WRITTEN REQUEST:
Switch "wildlife monitoring" to "habitat survey" in the lines running from the start of the records through the line that contains "x=74, y=136". Leave everything else in those lines unchanged.

[Data items]
┌────────
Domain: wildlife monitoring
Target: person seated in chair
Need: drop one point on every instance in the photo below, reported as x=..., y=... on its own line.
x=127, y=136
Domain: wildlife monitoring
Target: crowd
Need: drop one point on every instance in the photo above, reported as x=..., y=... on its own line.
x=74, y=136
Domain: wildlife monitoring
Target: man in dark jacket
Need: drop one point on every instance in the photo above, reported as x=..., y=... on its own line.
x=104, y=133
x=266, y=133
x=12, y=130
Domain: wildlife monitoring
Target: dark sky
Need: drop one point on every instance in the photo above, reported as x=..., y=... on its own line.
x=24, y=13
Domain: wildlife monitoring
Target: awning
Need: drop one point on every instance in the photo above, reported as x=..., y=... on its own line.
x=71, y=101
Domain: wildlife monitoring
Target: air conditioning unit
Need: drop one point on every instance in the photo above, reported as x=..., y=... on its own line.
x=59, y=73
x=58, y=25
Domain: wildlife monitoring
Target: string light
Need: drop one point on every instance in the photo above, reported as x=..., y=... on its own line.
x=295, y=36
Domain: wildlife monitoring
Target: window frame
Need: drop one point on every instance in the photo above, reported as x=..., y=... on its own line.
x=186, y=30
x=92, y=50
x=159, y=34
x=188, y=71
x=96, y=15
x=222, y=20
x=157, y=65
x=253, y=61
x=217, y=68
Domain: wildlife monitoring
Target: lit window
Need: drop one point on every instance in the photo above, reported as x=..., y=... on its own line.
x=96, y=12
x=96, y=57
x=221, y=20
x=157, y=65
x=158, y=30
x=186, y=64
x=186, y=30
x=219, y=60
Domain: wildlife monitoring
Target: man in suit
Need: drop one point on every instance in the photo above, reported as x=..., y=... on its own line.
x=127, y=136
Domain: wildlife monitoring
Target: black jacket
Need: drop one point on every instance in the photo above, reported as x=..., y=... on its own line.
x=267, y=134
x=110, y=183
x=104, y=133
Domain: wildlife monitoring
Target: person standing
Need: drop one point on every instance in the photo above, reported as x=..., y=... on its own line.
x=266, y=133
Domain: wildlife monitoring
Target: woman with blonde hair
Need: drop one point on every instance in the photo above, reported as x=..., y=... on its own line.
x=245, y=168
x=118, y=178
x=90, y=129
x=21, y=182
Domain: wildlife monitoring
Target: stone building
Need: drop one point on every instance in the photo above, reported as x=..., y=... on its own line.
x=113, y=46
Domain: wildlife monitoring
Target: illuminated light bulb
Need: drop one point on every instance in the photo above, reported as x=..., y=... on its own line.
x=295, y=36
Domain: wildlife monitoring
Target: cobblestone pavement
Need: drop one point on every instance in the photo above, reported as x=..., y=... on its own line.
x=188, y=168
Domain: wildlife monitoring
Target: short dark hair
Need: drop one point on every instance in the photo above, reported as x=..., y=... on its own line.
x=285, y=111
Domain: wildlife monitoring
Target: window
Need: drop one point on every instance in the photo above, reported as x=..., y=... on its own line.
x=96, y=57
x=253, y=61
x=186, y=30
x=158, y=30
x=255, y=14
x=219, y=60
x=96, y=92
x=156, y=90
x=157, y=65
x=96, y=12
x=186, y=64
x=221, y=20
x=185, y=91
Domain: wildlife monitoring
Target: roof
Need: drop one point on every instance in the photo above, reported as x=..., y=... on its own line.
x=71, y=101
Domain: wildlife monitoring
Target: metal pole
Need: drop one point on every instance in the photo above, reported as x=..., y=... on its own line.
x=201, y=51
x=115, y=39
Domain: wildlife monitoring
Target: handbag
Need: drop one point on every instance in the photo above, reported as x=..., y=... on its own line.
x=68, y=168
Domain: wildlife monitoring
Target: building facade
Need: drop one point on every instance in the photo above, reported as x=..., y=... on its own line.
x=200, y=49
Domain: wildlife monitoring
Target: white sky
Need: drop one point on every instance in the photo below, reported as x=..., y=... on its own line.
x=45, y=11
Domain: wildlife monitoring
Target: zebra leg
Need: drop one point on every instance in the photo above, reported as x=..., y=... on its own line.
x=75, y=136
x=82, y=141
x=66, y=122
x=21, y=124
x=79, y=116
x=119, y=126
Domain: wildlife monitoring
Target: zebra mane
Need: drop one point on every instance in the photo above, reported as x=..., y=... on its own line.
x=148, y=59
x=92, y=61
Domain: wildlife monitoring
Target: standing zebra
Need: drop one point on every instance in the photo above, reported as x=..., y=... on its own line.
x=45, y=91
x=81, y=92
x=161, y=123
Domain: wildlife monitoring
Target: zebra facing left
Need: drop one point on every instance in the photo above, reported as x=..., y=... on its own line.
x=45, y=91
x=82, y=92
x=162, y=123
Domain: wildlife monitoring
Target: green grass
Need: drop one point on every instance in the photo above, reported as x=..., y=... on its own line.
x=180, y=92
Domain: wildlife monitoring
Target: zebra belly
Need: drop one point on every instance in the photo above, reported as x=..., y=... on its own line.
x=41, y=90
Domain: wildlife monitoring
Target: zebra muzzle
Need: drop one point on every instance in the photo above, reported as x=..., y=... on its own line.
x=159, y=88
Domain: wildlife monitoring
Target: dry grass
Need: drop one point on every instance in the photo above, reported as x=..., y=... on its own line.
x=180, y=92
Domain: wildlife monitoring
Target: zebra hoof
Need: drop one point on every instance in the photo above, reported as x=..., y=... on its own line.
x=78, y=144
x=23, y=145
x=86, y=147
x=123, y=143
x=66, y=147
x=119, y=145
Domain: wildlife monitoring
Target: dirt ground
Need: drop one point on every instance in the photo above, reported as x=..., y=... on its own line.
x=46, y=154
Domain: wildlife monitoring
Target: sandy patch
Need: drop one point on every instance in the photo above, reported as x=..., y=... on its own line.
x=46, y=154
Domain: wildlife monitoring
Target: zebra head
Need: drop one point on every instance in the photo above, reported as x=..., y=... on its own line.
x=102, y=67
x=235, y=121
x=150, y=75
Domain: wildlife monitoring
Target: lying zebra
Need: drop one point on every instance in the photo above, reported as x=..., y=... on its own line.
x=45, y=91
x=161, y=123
└────────
ANSWER BELOW:
Domain: habitat survey
Target: person seated in chair
Need: drop one point on every instance in the photo below, reported as x=..., y=... on its own line.
x=127, y=136
Domain: habitat survey
Target: crowd
Need: drop one point on every instance in the photo above, reported as x=..., y=... on its own line.
x=74, y=136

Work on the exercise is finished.